GIVEN PASSAGE >>
Author Information: Simon Căbulea May, Florida State University, smay@fsu.edu
May, Simon Căbulea. 2012. Bohman on domination and epistemic injustice. Social Epistemology Review and Reply Collective 1 (8): 7-12
The PDF of the article gives specific page numbers. Shortlink: http://wp.me/p1Bfg0-p9
Please refer to:
- Bohman, James. 2012. Domination, epistemic injustice and republican epistemology. Social Epistemology 26 (2): 175-187.
- Bohman, James. 2012. In defense of republican epistemology: Reply to May. Social Epistemology Review and Reply Collective 1 (9): 42-45.

GIVEN DATA >>
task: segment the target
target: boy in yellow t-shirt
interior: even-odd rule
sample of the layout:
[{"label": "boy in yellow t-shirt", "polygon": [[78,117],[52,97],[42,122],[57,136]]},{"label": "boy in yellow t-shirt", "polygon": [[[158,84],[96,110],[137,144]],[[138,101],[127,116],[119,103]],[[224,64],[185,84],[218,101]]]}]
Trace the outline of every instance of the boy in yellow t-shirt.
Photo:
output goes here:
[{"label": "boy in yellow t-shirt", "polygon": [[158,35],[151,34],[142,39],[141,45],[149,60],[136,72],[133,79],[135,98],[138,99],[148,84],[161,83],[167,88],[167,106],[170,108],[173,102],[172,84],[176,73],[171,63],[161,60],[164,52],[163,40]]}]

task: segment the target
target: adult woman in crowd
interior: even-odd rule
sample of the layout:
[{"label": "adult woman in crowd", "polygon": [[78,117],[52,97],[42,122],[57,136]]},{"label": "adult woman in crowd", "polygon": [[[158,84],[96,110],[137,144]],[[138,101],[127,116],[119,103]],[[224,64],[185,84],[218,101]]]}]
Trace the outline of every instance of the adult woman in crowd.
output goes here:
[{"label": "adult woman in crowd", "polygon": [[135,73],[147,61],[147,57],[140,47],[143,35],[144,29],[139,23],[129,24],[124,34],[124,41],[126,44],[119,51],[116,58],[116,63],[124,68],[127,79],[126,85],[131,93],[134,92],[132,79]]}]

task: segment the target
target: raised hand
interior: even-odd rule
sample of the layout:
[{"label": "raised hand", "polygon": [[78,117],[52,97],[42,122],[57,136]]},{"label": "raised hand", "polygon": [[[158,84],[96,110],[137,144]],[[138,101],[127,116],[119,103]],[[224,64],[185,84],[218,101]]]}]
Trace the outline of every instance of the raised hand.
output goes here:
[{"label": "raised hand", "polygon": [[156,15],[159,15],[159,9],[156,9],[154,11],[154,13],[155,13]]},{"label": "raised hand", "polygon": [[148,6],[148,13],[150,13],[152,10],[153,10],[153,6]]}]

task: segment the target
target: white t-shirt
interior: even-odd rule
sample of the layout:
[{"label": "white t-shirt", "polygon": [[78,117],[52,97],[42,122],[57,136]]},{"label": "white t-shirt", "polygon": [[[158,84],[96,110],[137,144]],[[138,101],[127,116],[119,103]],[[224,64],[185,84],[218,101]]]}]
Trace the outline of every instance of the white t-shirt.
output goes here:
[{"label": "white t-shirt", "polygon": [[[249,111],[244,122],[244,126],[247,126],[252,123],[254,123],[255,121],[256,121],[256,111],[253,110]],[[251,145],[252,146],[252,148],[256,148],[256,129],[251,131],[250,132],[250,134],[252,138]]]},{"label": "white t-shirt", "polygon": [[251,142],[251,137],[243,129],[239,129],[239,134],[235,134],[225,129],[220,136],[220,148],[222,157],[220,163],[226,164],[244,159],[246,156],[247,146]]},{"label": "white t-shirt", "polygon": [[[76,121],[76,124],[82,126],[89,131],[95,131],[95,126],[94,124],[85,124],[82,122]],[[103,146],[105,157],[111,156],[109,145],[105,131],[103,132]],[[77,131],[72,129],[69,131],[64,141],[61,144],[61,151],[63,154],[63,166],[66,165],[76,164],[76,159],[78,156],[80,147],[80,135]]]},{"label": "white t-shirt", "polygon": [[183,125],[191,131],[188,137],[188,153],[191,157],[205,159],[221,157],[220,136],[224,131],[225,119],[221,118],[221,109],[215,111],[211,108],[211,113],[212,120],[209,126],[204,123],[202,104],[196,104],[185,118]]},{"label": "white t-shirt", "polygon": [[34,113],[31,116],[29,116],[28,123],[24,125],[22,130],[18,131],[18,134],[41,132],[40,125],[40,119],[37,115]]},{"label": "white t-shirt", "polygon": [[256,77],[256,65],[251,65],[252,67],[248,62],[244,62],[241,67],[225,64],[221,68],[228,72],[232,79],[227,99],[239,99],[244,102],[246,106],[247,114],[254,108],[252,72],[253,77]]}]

PROBLEMS TO SOLVE >>
1. Answer these questions from the Bohman article header:
(a) With which university is Simon Căbulea May listed?
(b) On which pages of the Social Epistemology Review and Reply Collective does May's piece appear?
(c) On which pages does Bohman's reply to May appear?
2. Resume the Bohman article header on domination and epistemic injustice, picking up right after its final line.
The items come from a different source than the Bohman article header.

OUTPUTS >>
1.
(a) Florida State University
(b) Pages 7-12
(c) Pages 42-45

2.
Miranda Fricker (2007) claims that an individual suffers an epistemic injustice when she is wronged in her capacity as a knower. Fricker identifies two main forms of epistemic injustice. Testimonial injustice occurs when an individual’s credibility is diminished because her audience holds an identity prejudice against people like her. Hermeneutical injustice occurs when an individual cannot properly articulate her experiences or interests insofar as the interpretive resources available in the social environment are oriented towards the experiences and interests of others. In both cases, the individual is harmed as a contributor to the collective production and dissemination of knowledge. Virtuous epistemic agents manifest epistemic justice by detecting and correcting identity prejudices and by being alert to the presence and effects of hermeneutical impoverishment.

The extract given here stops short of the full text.